§ **WHAT IS EXPECTED**:
Would you return exactly the lines from the top of the data below through the one containing "box: [0, 469, 877, 912]", leaving out the pictures?

=-=-=

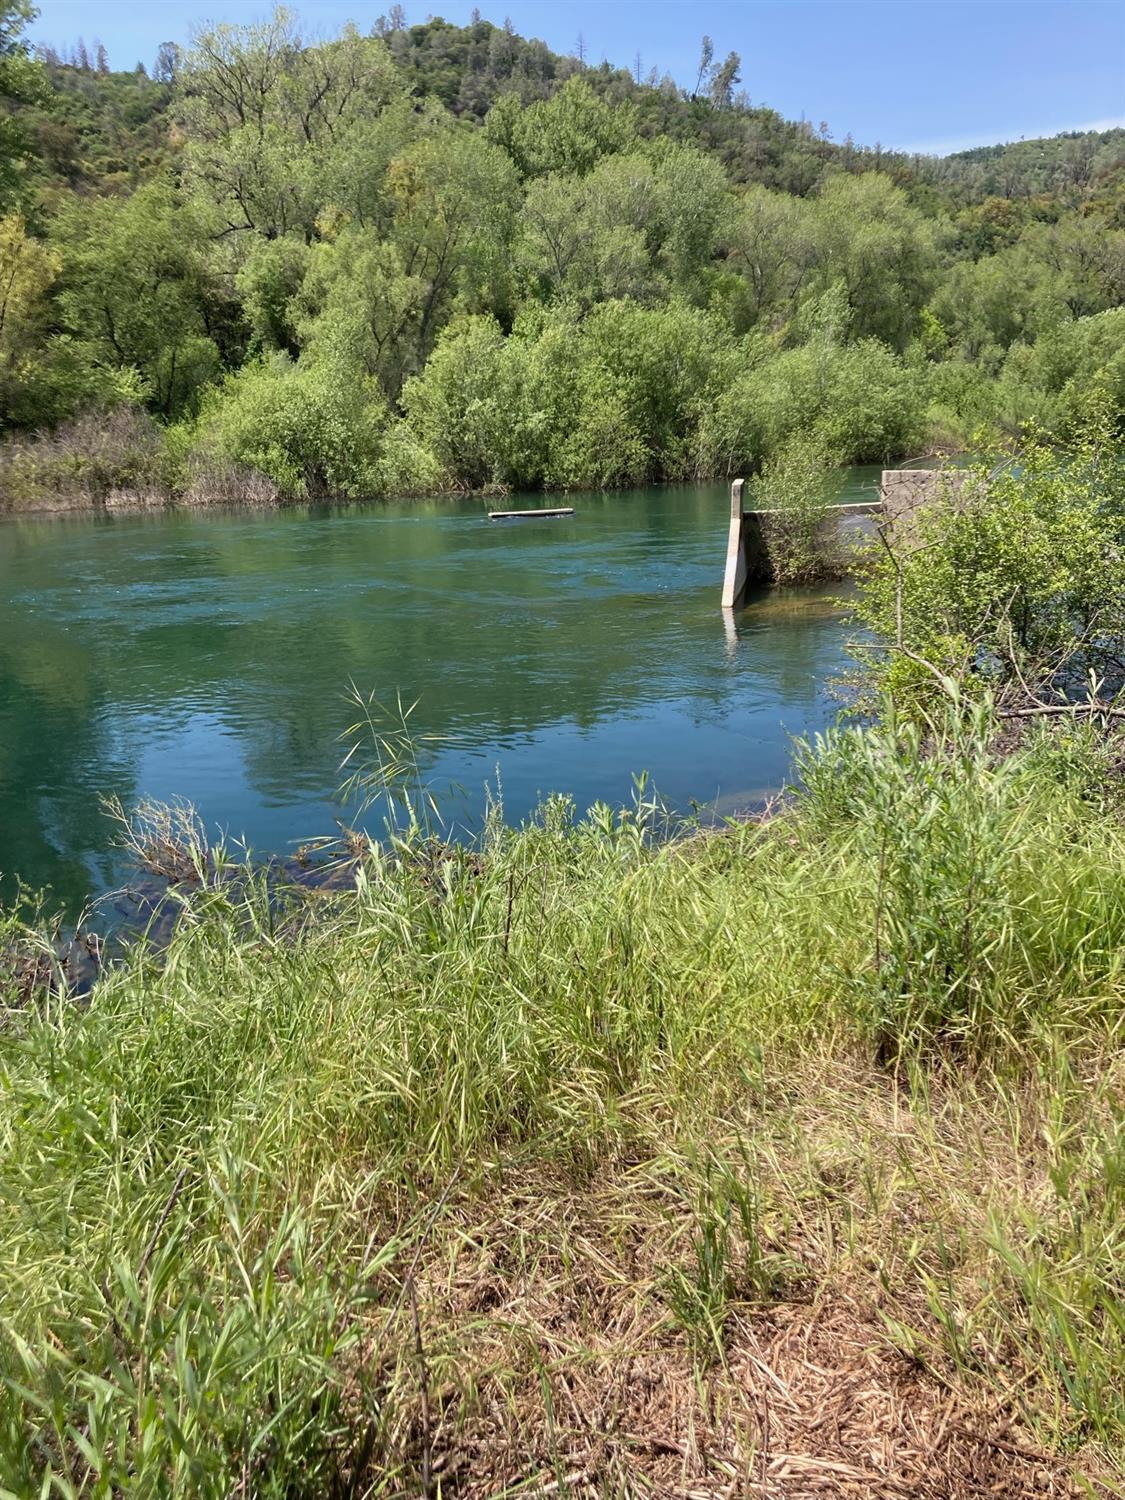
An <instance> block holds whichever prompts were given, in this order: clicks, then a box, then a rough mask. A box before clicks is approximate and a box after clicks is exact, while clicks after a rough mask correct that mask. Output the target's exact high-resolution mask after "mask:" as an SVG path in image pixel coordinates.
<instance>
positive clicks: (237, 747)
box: [0, 469, 877, 912]
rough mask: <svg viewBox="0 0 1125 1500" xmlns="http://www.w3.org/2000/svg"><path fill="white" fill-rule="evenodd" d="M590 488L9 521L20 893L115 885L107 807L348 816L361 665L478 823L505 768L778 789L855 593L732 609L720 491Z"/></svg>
mask: <svg viewBox="0 0 1125 1500" xmlns="http://www.w3.org/2000/svg"><path fill="white" fill-rule="evenodd" d="M876 480H877V471H874V469H852V471H849V474H847V481H846V486H844V489H843V492H841V496H840V498H858V496H859V493H861V492H865V493H870V486H871V484H873V483H874V481H876ZM571 502H573V505H574V510H576V514H574V516H573V517H567V519H559V520H535V522H531V520H525V522H520V520H516V522H489V520H487V519H486V517H484V511H486V505H484V504H481V502H480V501H475V499H472V501H469V499H466V501H447V499H441V501H437V499H435V501H425V499H423V501H416V499H413V501H402V502H378V504H369V505H353V507H348V508H312V507H296V508H290V510H282V511H264V513H248V511H208V513H189V511H174V513H160V514H148V516H144V514H142V516H123V514H102V516H87V517H66V519H55V517H42V519H36V517H23V519H9V520H3V522H0V895H3V897H5V898H10V895H12V892H13V891H15V886H17V882H18V880H20V882H24V883H26V885H28V886H33V888H36V889H37V888H49V892H51V900H52V903H54V904H57V906H60V907H63V909H66V910H69V912H74V910H75V909H77V907H78V906H80V904H81V903H83V901H84V900H86V898H87V897H90V895H96V894H99V892H102V891H105V889H108V888H113V886H114V885H115V883H118V882H120V880H121V879H123V876H124V873H126V865H124V859H123V855H121V853H120V850H118V849H117V847H115V844H114V837H115V835H114V825H113V822H111V819H110V817H108V816H107V813H105V810H104V807H102V801H101V799H102V798H104V796H105V795H115V796H118V798H120V799H121V801H123V802H124V804H126V805H129V804H135V802H136V801H138V799H139V798H142V796H148V798H157V799H171V798H186V799H189V801H190V802H192V804H193V805H195V807H196V808H198V811H199V814H201V817H202V819H204V822H205V823H207V826H208V828H210V829H213V831H219V829H220V831H223V832H225V834H226V835H228V837H231V838H245V840H246V841H248V844H249V846H251V847H252V849H254V850H255V852H258V853H266V852H269V853H287V852H291V850H293V847H294V844H296V843H297V841H300V840H306V838H309V837H314V835H318V834H326V832H332V831H333V829H335V826H336V819H338V817H341V816H344V811H345V810H342V808H341V805H339V801H338V799H336V789H338V787H339V783H341V772H339V762H341V757H342V753H344V744H342V741H341V733H342V730H344V729H345V727H347V726H348V723H350V721H351V718H353V717H354V709H353V708H351V706H350V705H348V702H347V691H348V684H350V682H356V684H357V685H359V687H360V688H363V690H365V691H369V690H374V691H375V693H377V694H378V696H380V697H381V699H383V700H384V702H389V703H393V702H395V697H396V694H399V693H401V694H402V697H404V700H405V702H413V700H414V699H417V700H419V706H417V709H416V712H414V715H413V718H411V727H413V729H414V730H416V732H417V735H419V736H420V742H422V747H423V759H425V774H426V777H428V780H429V781H431V784H432V786H434V789H435V792H437V793H438V799H440V802H441V805H443V810H444V811H446V816H447V817H449V819H450V822H452V825H453V826H455V829H456V828H460V829H471V828H474V826H477V825H478V819H480V814H481V808H483V805H484V795H486V792H484V789H486V784H489V783H490V784H492V786H493V787H495V786H496V780H498V783H499V787H501V789H502V799H504V810H505V816H507V817H508V819H510V820H517V819H520V817H523V816H526V814H528V813H529V811H531V810H532V808H534V805H535V802H537V801H538V798H540V795H541V793H544V792H549V790H559V792H568V793H571V795H573V796H574V798H576V801H577V804H579V807H582V808H583V807H586V805H588V804H589V802H592V801H595V799H606V801H610V802H622V801H627V799H628V798H630V795H631V775H633V772H637V771H642V769H645V771H648V772H649V777H651V781H652V784H654V786H655V789H657V790H658V792H660V793H661V795H663V796H664V798H666V799H667V801H669V802H670V804H672V805H675V807H678V808H681V810H687V808H690V805H691V804H693V802H699V804H714V805H717V808H718V810H720V811H733V810H738V808H742V807H753V805H754V804H759V802H760V801H762V799H763V798H765V796H768V793H769V792H771V790H772V789H775V787H778V786H780V784H781V781H783V780H784V775H786V765H787V759H789V748H790V741H789V736H790V735H799V733H804V732H808V730H813V729H817V727H820V726H823V724H825V723H826V721H828V718H829V717H831V715H832V714H834V711H835V705H834V700H832V697H831V691H829V685H828V684H829V678H832V675H834V673H837V672H838V670H840V669H841V667H843V666H844V664H846V651H844V640H846V625H844V622H843V621H841V618H840V613H838V610H835V609H834V607H832V606H831V603H829V600H828V595H826V592H825V591H819V592H817V591H799V589H798V591H777V592H771V594H763V595H760V597H757V598H754V600H751V601H750V604H748V606H747V607H745V609H744V610H741V612H739V613H738V615H735V616H732V618H724V615H723V612H721V610H720V607H718V592H720V582H721V571H723V553H724V546H726V525H727V489H726V486H724V484H700V486H676V487H660V489H646V490H634V492H625V493H610V495H576V496H573V501H571ZM504 504H505V505H510V507H516V505H519V504H528V505H534V504H543V499H541V498H529V499H525V501H520V499H519V496H513V498H511V499H505V501H504ZM426 735H440V736H443V741H441V744H431V745H426V742H425V741H423V738H422V736H426ZM369 822H371V826H372V828H375V829H378V828H380V825H381V817H380V814H378V811H374V813H372V814H371V819H369Z"/></svg>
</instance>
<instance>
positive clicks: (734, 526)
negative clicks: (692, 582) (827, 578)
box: [723, 469, 965, 609]
mask: <svg viewBox="0 0 1125 1500" xmlns="http://www.w3.org/2000/svg"><path fill="white" fill-rule="evenodd" d="M963 480H965V475H963V474H960V472H959V471H957V469H883V475H882V483H880V486H879V498H877V499H861V501H856V502H853V504H849V505H831V507H829V513H828V516H826V517H825V520H823V522H822V531H823V535H825V544H828V543H835V541H838V540H841V538H843V537H846V535H847V532H852V534H855V535H856V537H859V535H864V534H865V535H873V534H874V528H876V526H877V525H880V523H883V522H886V523H889V525H892V526H895V528H897V529H903V528H904V529H909V526H910V522H912V517H913V513H915V510H916V508H918V507H919V505H924V504H927V502H930V501H933V499H936V498H938V496H939V495H942V493H950V490H957V489H960V487H962V483H963ZM744 484H745V481H744V480H741V478H736V480H735V481H733V484H732V486H730V529H729V532H727V543H726V570H724V573H723V609H733V607H735V606H736V604H738V603H739V601H741V598H742V595H744V592H745V589H747V585H748V583H768V582H769V580H771V579H772V568H771V564H769V540H768V519H769V516H771V514H775V513H774V511H769V510H742V489H744Z"/></svg>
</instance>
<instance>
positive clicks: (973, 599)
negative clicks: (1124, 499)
mask: <svg viewBox="0 0 1125 1500" xmlns="http://www.w3.org/2000/svg"><path fill="white" fill-rule="evenodd" d="M1098 420H1101V422H1103V425H1104V417H1103V419H1098ZM1104 447H1106V444H1104V434H1103V438H1100V437H1098V428H1097V425H1095V426H1094V428H1091V429H1089V431H1088V434H1086V435H1085V437H1083V440H1082V441H1080V443H1077V444H1076V446H1074V447H1073V449H1071V450H1070V452H1061V450H1058V449H1053V447H1049V446H1047V444H1044V443H1043V441H1041V440H1037V438H1031V440H1029V441H1028V444H1026V446H1025V449H1023V450H1022V453H1020V456H1019V463H1016V465H1010V466H1007V468H1004V469H1002V471H995V469H990V468H989V465H987V463H986V465H981V466H978V468H975V469H971V471H969V474H968V480H966V484H965V487H963V489H962V490H960V492H957V493H953V492H951V493H950V495H948V496H947V498H945V501H944V502H938V504H933V505H929V507H926V508H924V510H921V511H919V513H918V514H916V516H915V519H913V523H912V526H910V528H909V529H904V531H903V532H901V534H900V535H895V538H894V547H892V555H888V553H886V552H885V550H882V549H876V550H873V552H871V553H870V562H868V567H867V570H865V574H864V577H862V580H861V588H859V595H858V601H856V615H858V618H859V621H861V622H862V624H864V625H867V627H868V628H870V630H873V631H874V633H876V636H877V643H876V645H874V646H873V648H867V646H861V648H859V649H858V652H856V654H858V657H859V660H861V661H862V663H864V666H865V667H867V669H868V672H870V673H871V676H873V679H874V681H876V682H877V684H879V685H880V687H882V688H885V690H888V691H891V693H892V694H894V696H895V699H897V700H898V702H900V703H901V705H906V703H907V702H926V700H927V699H932V697H933V696H935V693H938V691H939V690H941V688H939V681H938V678H939V675H945V676H950V678H954V679H957V681H959V682H960V684H962V688H963V690H965V691H966V693H969V694H980V693H983V691H986V690H995V691H998V693H1001V694H1004V693H1007V691H1016V693H1019V694H1023V693H1025V691H1026V690H1028V688H1029V687H1031V688H1032V690H1034V691H1035V693H1044V694H1047V696H1049V697H1050V699H1053V700H1056V702H1058V700H1059V699H1061V697H1062V699H1073V697H1076V696H1085V694H1086V691H1088V690H1089V681H1091V673H1095V675H1097V676H1098V678H1103V676H1106V678H1109V684H1110V688H1112V690H1116V688H1119V687H1121V685H1122V666H1121V663H1122V660H1125V505H1124V504H1122V469H1121V465H1119V462H1118V460H1116V456H1115V455H1113V453H1112V452H1110V455H1109V456H1106V452H1104Z"/></svg>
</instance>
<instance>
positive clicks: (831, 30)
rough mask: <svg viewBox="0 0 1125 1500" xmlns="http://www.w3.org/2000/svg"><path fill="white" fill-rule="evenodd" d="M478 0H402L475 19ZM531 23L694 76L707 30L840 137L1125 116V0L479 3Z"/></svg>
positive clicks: (317, 17) (753, 79)
mask: <svg viewBox="0 0 1125 1500" xmlns="http://www.w3.org/2000/svg"><path fill="white" fill-rule="evenodd" d="M37 3H39V7H40V15H39V20H37V21H36V23H34V24H33V27H31V33H30V34H31V37H33V40H36V42H46V43H49V45H52V46H55V48H60V49H62V48H65V46H69V45H72V43H74V42H77V39H78V37H80V36H81V37H83V39H84V40H86V43H87V46H90V43H92V42H93V40H95V39H98V40H101V42H102V43H104V45H105V48H107V51H108V54H110V65H111V66H113V68H133V66H135V65H136V63H138V62H142V63H144V65H145V66H147V68H150V66H151V63H153V58H154V55H156V48H157V46H159V43H160V42H163V40H172V42H180V43H181V45H183V43H184V42H186V40H187V37H189V34H190V30H192V27H193V26H198V24H199V23H205V21H236V23H246V21H254V20H261V18H263V17H264V15H266V13H269V9H270V5H269V0H266V3H261V0H98V3H92V0H37ZM474 3H475V0H444V3H440V5H437V3H435V0H422V3H414V0H410V3H405V5H404V9H405V12H407V20H408V23H410V24H411V26H414V24H419V23H422V21H426V20H428V18H429V17H431V13H437V15H443V17H444V18H446V20H447V21H455V23H459V24H463V23H465V21H468V17H469V12H471V9H472V5H474ZM291 7H293V9H296V12H297V13H299V17H300V20H302V24H303V27H305V30H306V31H308V33H314V34H326V33H327V34H332V33H333V31H335V30H338V28H339V27H341V26H342V24H344V23H345V21H350V20H351V21H356V24H357V26H359V27H360V28H362V30H369V28H371V27H372V24H374V23H375V18H377V17H378V15H380V13H381V12H383V10H387V9H389V7H390V0H294V3H293V6H291ZM480 10H481V13H483V17H484V18H486V20H489V21H493V23H495V24H496V26H499V24H501V23H502V21H504V17H505V15H507V17H510V18H511V24H513V26H514V28H516V30H517V31H519V33H520V34H522V36H538V37H541V39H543V40H544V42H546V43H547V45H549V46H550V48H552V49H553V51H558V52H573V51H574V49H576V45H577V37H579V33H580V34H582V39H583V42H585V51H586V60H588V62H594V63H597V62H600V60H601V58H603V57H606V58H607V60H609V62H610V63H613V65H615V66H619V68H633V63H634V58H636V54H637V52H639V54H640V66H642V71H643V72H645V74H648V71H649V69H651V68H657V69H658V72H660V74H664V72H669V74H670V75H672V77H673V78H675V80H676V83H679V84H682V86H688V87H690V86H691V84H693V83H694V78H696V72H697V68H699V45H700V37H702V34H703V33H706V34H708V36H711V37H712V40H714V49H715V57H717V58H721V57H724V55H726V52H729V51H735V52H738V54H739V55H741V58H742V72H741V87H742V89H744V90H745V92H747V93H748V95H750V99H751V102H753V104H765V105H769V107H771V108H774V110H777V111H778V113H780V114H783V115H786V118H792V120H798V118H807V120H811V121H813V124H814V126H819V124H820V121H822V120H823V121H826V123H828V127H829V130H831V136H832V139H835V141H841V139H843V138H844V136H846V135H849V133H850V135H852V138H853V139H855V141H856V144H861V145H874V144H876V142H879V144H882V145H883V147H894V148H898V150H918V151H933V153H938V154H942V153H947V151H956V150H963V148H965V147H969V145H987V144H993V142H998V141H1016V139H1020V138H1034V136H1038V135H1055V133H1058V132H1059V130H1080V129H1109V127H1110V126H1115V124H1125V0H696V3H691V5H685V3H679V0H570V3H567V0H498V5H495V6H492V5H489V3H486V0H480Z"/></svg>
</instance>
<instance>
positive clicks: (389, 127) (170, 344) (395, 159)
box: [0, 5, 1125, 493]
mask: <svg viewBox="0 0 1125 1500" xmlns="http://www.w3.org/2000/svg"><path fill="white" fill-rule="evenodd" d="M28 15H30V12H28V9H27V6H26V5H9V6H7V7H6V9H3V7H0V129H5V130H9V132H10V133H9V138H7V139H9V150H7V151H6V153H5V154H3V160H5V171H3V172H0V210H3V208H5V199H6V208H7V216H6V217H5V219H3V220H1V222H3V228H1V231H0V276H3V279H5V285H6V288H7V293H6V300H5V309H3V315H1V320H0V423H3V425H5V428H7V429H10V431H18V429H23V428H28V426H46V428H51V426H54V425H57V423H63V422H71V420H74V419H77V417H80V416H81V414H83V413H87V411H92V410H104V408H105V407H108V405H114V404H117V402H121V401H124V402H129V404H133V405H141V407H144V408H145V410H147V413H148V414H150V416H151V417H154V419H156V420H157V423H160V425H163V426H165V428H169V429H171V426H175V432H174V434H171V431H169V440H168V441H169V453H172V455H178V456H180V459H183V462H184V463H187V466H189V468H190V455H192V453H193V452H196V450H198V452H199V453H204V455H213V453H216V452H219V450H222V452H223V453H225V455H226V458H229V460H231V462H239V463H251V462H261V463H263V466H264V468H263V472H267V474H269V475H270V481H272V483H275V484H276V487H279V489H282V490H284V492H287V493H297V492H300V490H302V489H303V490H306V492H312V490H314V489H317V487H324V486H326V484H330V483H341V484H342V486H344V487H348V489H350V490H363V492H368V490H369V489H371V487H384V489H395V487H410V489H432V487H463V486H477V484H501V486H528V484H544V486H577V484H616V483H630V481H634V480H642V478H645V480H648V478H678V477H685V475H711V474H729V472H736V471H751V469H754V468H756V466H757V465H760V463H763V462H765V463H768V462H771V460H772V459H774V458H775V456H777V455H781V453H783V452H789V450H790V447H792V444H793V441H795V440H796V437H798V435H799V434H804V438H805V440H807V441H808V443H811V444H813V446H819V447H822V449H825V450H828V452H831V453H832V455H835V456H838V459H840V462H847V460H880V459H886V458H892V456H895V455H903V453H904V452H907V450H915V452H916V450H918V449H919V447H924V446H926V444H927V443H933V441H938V443H944V444H966V443H971V441H975V435H977V434H978V431H981V429H987V431H990V432H992V434H993V435H998V437H1005V435H1008V437H1010V435H1013V434H1016V432H1017V431H1019V429H1020V426H1022V425H1023V423H1025V422H1026V420H1028V419H1031V417H1034V419H1035V420H1037V422H1038V425H1040V428H1041V431H1043V432H1044V434H1046V435H1049V437H1052V438H1059V440H1067V438H1068V435H1070V434H1071V432H1073V431H1074V429H1076V423H1079V422H1080V419H1082V411H1083V402H1085V398H1086V393H1088V392H1089V390H1091V389H1095V387H1097V390H1100V392H1103V393H1104V396H1106V401H1107V402H1109V407H1110V411H1112V420H1113V422H1115V423H1116V425H1118V426H1119V425H1121V411H1122V398H1124V395H1125V326H1124V324H1122V321H1121V315H1122V303H1124V302H1125V207H1124V205H1125V132H1119V130H1118V132H1113V130H1112V132H1104V133H1103V135H1097V133H1091V132H1086V133H1080V135H1073V136H1064V138H1059V139H1058V141H1052V142H1046V144H1043V142H1041V144H1043V150H1040V151H1038V154H1037V151H1032V150H1029V148H1025V145H1023V144H1022V145H1020V147H1011V148H998V150H995V151H993V150H990V151H984V153H962V154H960V156H956V157H948V159H942V160H938V159H924V157H904V156H901V154H895V153H886V151H882V150H880V148H879V147H873V148H870V150H868V148H861V147H856V145H855V144H853V142H852V141H844V142H841V144H838V145H837V144H834V142H832V141H831V132H829V130H828V127H826V126H823V127H822V129H820V130H813V129H811V127H808V126H805V124H796V123H792V121H784V120H781V118H780V117H778V115H777V114H774V113H772V111H769V110H763V108H760V107H753V105H751V104H750V101H748V99H747V98H745V96H744V95H741V93H738V92H736V84H738V74H739V68H741V62H739V58H738V57H736V54H733V52H730V54H729V55H727V57H726V58H724V60H723V62H715V49H714V45H712V42H711V40H709V39H703V49H702V57H700V69H699V78H697V80H696V87H694V89H693V90H690V92H684V90H679V89H676V87H675V84H672V81H670V80H655V78H652V80H649V81H643V83H642V81H640V75H639V69H634V74H636V75H633V74H630V72H627V71H624V69H613V68H610V66H609V65H598V66H588V65H586V63H585V60H579V58H565V57H558V55H555V54H552V52H550V51H549V49H547V48H546V46H543V43H541V42H534V40H526V39H523V37H519V36H517V34H516V33H514V31H513V28H511V27H510V26H507V24H505V26H504V27H496V26H492V24H490V23H487V21H484V20H480V18H475V20H472V21H471V24H469V26H466V27H456V26H452V24H449V23H446V21H437V20H435V21H429V23H426V24H425V26H417V27H408V26H407V24H405V20H404V17H402V15H399V13H390V15H389V17H387V18H386V20H384V21H383V23H378V24H377V26H375V28H374V31H372V33H371V34H362V33H360V31H359V30H357V28H356V27H351V26H348V27H345V28H344V30H341V31H339V34H336V36H329V37H326V39H317V40H312V39H309V37H306V36H305V34H303V33H302V28H300V26H299V23H297V18H296V17H294V15H293V13H291V12H288V10H285V9H278V10H275V13H273V15H272V17H270V18H269V20H266V21H263V23H258V24H254V26H229V24H219V26H213V27H207V28H204V30H201V31H199V33H198V34H196V36H195V39H193V42H192V45H190V46H189V48H187V49H184V51H180V49H178V48H175V46H174V45H172V43H166V45H165V46H162V48H160V51H159V55H157V58H156V63H154V66H153V77H148V75H147V74H145V72H144V69H142V68H138V69H136V71H135V72H130V74H121V72H114V71H111V69H110V66H108V62H107V60H105V58H104V57H95V60H92V58H90V55H89V52H84V51H83V49H78V51H77V52H72V54H71V55H69V57H62V55H58V54H55V52H51V51H43V54H42V55H40V57H39V58H34V57H31V55H30V52H28V49H27V46H26V42H24V36H23V27H24V24H26V21H27V17H28ZM718 55H720V57H721V54H718ZM240 372H242V374H240ZM329 372H332V375H329ZM329 378H333V380H338V381H341V384H342V386H345V387H347V390H348V398H347V402H345V404H344V407H339V408H338V407H336V405H333V404H329V407H326V405H324V401H327V395H326V389H324V383H326V381H327V380H329ZM285 393H293V399H294V402H297V405H299V407H300V411H302V416H300V420H297V428H299V429H300V431H302V432H303V434H306V435H308V432H311V431H314V429H315V431H327V429H329V428H333V425H335V428H333V431H354V434H357V435H359V437H357V438H356V441H357V443H359V449H357V452H359V453H360V455H362V456H360V458H357V468H356V471H354V472H351V471H348V469H347V465H344V463H342V462H338V460H336V459H332V460H330V459H329V458H327V456H326V455H329V453H330V452H335V450H333V449H332V443H335V441H336V440H335V438H333V440H332V441H330V440H329V438H324V441H321V440H320V438H317V440H315V441H314V440H309V444H311V446H309V444H306V438H305V437H302V438H297V437H294V429H293V428H291V425H290V423H288V419H287V414H285V399H287V395H285ZM356 401H359V402H360V404H365V402H369V404H371V420H366V419H365V420H360V417H359V408H357V407H356ZM225 405H229V420H225V419H223V417H222V411H223V408H225ZM329 410H330V411H332V413H335V416H332V417H329V416H327V414H326V413H329ZM201 414H202V416H201ZM269 429H275V431H273V437H270V435H269ZM75 431H78V429H75ZM81 431H87V429H81ZM311 453H312V455H314V456H312V458H309V455H311ZM317 453H320V458H317V456H315V455H317ZM279 455H281V458H279ZM357 475H359V477H357Z"/></svg>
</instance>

=-=-=

§ **RESPONSE TO THIS TASK**:
An <instance> block holds whichever prompts were given, in this order: clicks, then a box, then a rough mask. A box before clicks is approximate and a box after clicks is exact, while clicks after a rough mask correct that mask. Output the target's exact high-resolution mask after "mask:" as an SVG path in image pixel coordinates.
<instance>
positive clicks: (237, 747)
box: [0, 469, 877, 912]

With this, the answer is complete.